**Written task A:**
Do the following statements agree with the commentary on the Rig Veda verse? Answer yes or no for each, quoting the text's deciding words exactly. (i) The fourth Mantra showed the sages could determine something of the origins of the Universe. (ii) Scientists have been able to figure out a great deal about the early Universe. (iii) The word (DevaH) is rendered as the learned or physical forces.
**Written task B:**
Reproduce verbatim the rows from the line containing "target | carport metal roof" through the line containing "task | drop a pin on each instance of the asphalt", with both of those lines included.

**Selected passage:**
=-=-=-=-=

को अद्धा वेद क इह प्रवोचत् कुत आजाता कुत इयं विसृष्टिः ।
अर्वाग्देवा अस्य विसर्जनेनाथा को वेद यत आबभूव ॥ऋग्वेदः १०।१२९।६॥
(KaH Addhaa Veda) Who knows properly, factually (KutaH Aajaataa) from where the Universe has come (the root cause) and (KutaH Iyam VisrishtiH) from where has this diverse Creation (of beings) originated? (If s/he does not know it,) (KaH Ih Pravochat) who is to properly explain it in this world? (DevaH) The learned or physical forces (Asya Visarjanena Arvak) came after this Creation. (Atha) Therefore, (KaH Veda YataH Aababhoova) they can never know or tell from where this world has arisen.
While in the fourth Mantra we had seen that the sages were able to determine something of the origins of the Universe, this Mantra seems to be saying the opposite! In effect, the Mantra says – 1) It is impossible to factually determine the origins of the Universe, as the scientists are discovering today to their chagrin! They can make intelligent guesses, but the situation in that primeval Universe was so vastly different from what it is today that it is quite impossible to ever comprehend it properly. Even if we try to rewind the clock through science, it is not possible to determine right till the very beginning, because everything we know and understand – the particles and forces of Nature – has evolved later. Scientists have discovered this, too, and are not able to figure out much about the early Universe. This is with the meaning ‘physical forces’ for the word ‘Devas’. 2) Taking the other meaning ‘the learned’: even if a pure Soul sees through the mind’s eye, it is still possible to grasp only a little. Just as knowledge of the deeds of individuals and the consequences they engender are only partially visible to the enlightened Souls, knowledge of the beginnings of the Universe, and the path that it takes to create Life shall always be, for the most part, a mystery.

=-=-=-=-=

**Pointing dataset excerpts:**
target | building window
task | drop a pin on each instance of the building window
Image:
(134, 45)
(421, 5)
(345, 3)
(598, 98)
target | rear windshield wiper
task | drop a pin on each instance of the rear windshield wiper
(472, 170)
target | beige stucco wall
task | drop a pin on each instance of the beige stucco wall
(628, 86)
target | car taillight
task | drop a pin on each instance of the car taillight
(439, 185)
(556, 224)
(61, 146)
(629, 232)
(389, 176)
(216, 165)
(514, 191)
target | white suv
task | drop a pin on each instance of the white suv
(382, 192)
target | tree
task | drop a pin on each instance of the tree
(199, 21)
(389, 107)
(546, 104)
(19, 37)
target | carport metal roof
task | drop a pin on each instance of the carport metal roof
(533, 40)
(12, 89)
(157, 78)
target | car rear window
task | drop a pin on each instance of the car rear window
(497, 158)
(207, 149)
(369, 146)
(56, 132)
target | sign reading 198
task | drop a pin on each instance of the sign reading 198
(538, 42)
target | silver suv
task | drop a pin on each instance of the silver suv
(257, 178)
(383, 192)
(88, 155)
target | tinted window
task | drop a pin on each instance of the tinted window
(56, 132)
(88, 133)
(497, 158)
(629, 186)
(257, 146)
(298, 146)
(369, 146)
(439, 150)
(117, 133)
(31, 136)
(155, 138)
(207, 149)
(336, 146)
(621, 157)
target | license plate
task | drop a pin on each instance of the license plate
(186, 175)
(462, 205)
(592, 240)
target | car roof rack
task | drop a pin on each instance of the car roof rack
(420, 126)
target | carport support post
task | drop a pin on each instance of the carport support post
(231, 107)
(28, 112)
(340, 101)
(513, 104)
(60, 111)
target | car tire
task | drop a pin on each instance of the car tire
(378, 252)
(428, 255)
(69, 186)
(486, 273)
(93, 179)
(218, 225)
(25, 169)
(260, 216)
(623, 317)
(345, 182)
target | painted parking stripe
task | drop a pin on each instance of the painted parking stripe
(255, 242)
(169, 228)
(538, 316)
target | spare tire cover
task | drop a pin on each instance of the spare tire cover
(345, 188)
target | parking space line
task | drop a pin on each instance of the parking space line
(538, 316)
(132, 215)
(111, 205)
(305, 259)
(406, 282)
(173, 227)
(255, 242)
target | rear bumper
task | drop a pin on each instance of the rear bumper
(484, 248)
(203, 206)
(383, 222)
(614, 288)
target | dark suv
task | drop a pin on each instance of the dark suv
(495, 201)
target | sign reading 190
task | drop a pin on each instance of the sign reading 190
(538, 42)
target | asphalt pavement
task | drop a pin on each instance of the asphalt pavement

=-=-=-=-=

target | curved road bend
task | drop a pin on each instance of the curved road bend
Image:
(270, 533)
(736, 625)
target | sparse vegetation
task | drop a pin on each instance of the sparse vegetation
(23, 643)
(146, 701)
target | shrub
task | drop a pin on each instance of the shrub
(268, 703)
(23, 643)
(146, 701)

=-=-=-=-=

**Worked solution A:**
(i) Yes: "in the fourth Mantra we had seen that the sages were able to determine something of the origins of the Universe"
(ii) No: "are not able to figure out much about the early Universe"
(iii) Yes: "(DevaH) The learned or physical forces"

**Worked solution B:**
target | carport metal roof
task | drop a pin on each instance of the carport metal roof
(533, 40)
(12, 89)
(157, 78)
target | car rear window
task | drop a pin on each instance of the car rear window
(497, 158)
(207, 149)
(369, 146)
(56, 132)
target | sign reading 198
task | drop a pin on each instance of the sign reading 198
(538, 42)
target | silver suv
task | drop a pin on each instance of the silver suv
(257, 178)
(383, 192)
(88, 155)
target | tinted window
task | drop a pin on each instance of the tinted window
(56, 132)
(88, 133)
(497, 158)
(629, 186)
(257, 146)
(298, 146)
(369, 146)
(439, 150)
(117, 133)
(31, 136)
(155, 138)
(207, 149)
(336, 146)
(621, 157)
target | license plate
task | drop a pin on each instance of the license plate
(186, 175)
(462, 205)
(592, 240)
target | car roof rack
task | drop a pin on each instance of the car roof rack
(420, 126)
target | carport support post
task | drop a pin on each instance of the carport support post
(231, 107)
(28, 112)
(340, 101)
(513, 104)
(60, 111)
target | car tire
task | drop a pin on each instance of the car tire
(378, 252)
(428, 255)
(69, 186)
(486, 273)
(93, 179)
(218, 225)
(25, 169)
(260, 216)
(623, 317)
(345, 182)
target | painted parking stripe
task | drop a pin on each instance of the painted parking stripe
(255, 242)
(169, 228)
(538, 316)
target | spare tire cover
task | drop a pin on each instance of the spare tire cover
(345, 188)
target | parking space line
task | drop a pin on each instance of the parking space line
(538, 316)
(132, 215)
(111, 205)
(305, 259)
(406, 282)
(173, 227)
(255, 242)
target | rear bumper
task | drop a pin on each instance of the rear bumper
(484, 248)
(203, 206)
(383, 222)
(614, 288)
target | dark suv
task | drop a pin on each instance of the dark suv
(495, 201)
target | sign reading 190
task | drop a pin on each instance of the sign reading 190
(538, 42)
target | asphalt pavement
task | drop a pin on each instance of the asphalt pavement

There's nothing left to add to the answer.